Task description => The data below is to be set down again exactly as written.

Records for this task =>
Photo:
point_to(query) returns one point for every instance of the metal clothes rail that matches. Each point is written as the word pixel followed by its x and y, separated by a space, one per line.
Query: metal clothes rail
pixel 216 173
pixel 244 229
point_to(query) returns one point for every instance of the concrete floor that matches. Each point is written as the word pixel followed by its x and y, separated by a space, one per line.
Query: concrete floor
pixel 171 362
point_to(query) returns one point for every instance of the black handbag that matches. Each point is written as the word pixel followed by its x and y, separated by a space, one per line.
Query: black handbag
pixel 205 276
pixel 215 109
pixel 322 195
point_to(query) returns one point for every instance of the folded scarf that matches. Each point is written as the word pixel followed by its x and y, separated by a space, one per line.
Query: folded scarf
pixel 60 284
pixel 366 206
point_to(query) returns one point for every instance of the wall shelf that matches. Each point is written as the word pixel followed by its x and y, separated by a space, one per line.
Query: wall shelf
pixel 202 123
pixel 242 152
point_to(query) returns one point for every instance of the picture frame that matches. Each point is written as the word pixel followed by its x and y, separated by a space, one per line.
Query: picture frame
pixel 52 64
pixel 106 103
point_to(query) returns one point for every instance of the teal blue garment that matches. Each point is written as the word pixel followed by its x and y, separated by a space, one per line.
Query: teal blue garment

Answer to this exercise =>
Photo:
point_to(query) returns one point for every instance of the metal clothes rail that matches. Each point is written as the word pixel followed by its x and y, separated by a space, one per line.
Query: metal clothes rail
pixel 216 173
pixel 244 229
point_to(query) returns one point for every instance of the concrete floor that matches. Each point is written as the word pixel followed by its x and y, separated by a space, one per line.
Query: concrete floor
pixel 171 362
point_to(query) returns one point for every instance of the black handbag that matches. Each point is written as the word pixel followed by its x and y, separated by a space, one per line.
Query: black handbag
pixel 205 276
pixel 215 109
pixel 322 195
point_to(query) returns one point for every instance of the folded scarf that matches. Each point is written as the word pixel followed by its x and y, separated by a space, one per line.
Query: folded scarf
pixel 60 284
pixel 366 206
point_to(query) returns one point for every instance of the wall shelf that matches. Each point is written as the word pixel followed by its x and y, separated by a space, one per line.
Query: wall shelf
pixel 202 123
pixel 242 152
point_to(query) returns one point for every instance of the picture frame that matches. Each point is written as the word pixel followed by its x and y, separated by a space, one per line.
Query: picture frame
pixel 52 64
pixel 106 103
point_to(query) returns one point for every instance of the teal blue garment that matches. Each point is written as the word pixel followed by its x and y, separated by a space, one per line.
Query: teal blue garment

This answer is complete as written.